(HOW TO COMPLETE THIS TASK) The line that holds "Subject = branching flower spike" marks the start. Return it and each following line through the end of the data, unchanged.

(RECORDS FOR THE EXERCISE)
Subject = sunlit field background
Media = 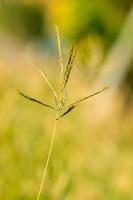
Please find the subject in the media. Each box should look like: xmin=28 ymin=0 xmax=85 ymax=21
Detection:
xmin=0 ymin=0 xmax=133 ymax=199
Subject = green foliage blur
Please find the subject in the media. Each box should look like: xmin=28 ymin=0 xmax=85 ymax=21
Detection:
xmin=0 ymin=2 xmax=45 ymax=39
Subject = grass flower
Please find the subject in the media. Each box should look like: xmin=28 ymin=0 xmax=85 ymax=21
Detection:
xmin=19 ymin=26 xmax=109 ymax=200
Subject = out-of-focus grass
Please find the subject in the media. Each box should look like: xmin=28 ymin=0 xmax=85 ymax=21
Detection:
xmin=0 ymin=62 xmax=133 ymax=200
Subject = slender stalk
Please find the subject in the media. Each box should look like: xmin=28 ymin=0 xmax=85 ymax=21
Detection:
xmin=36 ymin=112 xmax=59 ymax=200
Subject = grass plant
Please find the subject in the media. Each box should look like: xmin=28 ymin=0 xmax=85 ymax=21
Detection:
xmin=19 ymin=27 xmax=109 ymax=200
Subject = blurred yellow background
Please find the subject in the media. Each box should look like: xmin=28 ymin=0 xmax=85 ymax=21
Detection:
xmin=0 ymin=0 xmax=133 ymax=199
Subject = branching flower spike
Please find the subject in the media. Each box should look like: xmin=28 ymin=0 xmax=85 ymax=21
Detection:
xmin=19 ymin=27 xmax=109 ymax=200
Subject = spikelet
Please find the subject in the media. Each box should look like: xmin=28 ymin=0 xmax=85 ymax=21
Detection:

(EXERCISE RESULT)
Subject = branching flower spike
Please find the subject in the media. Each box should look like: xmin=28 ymin=0 xmax=85 ymax=21
Detection:
xmin=19 ymin=27 xmax=109 ymax=200
Subject = spikelet
Please find the subject in the media. Each box should look like: xmin=28 ymin=0 xmax=85 ymax=21
Detection:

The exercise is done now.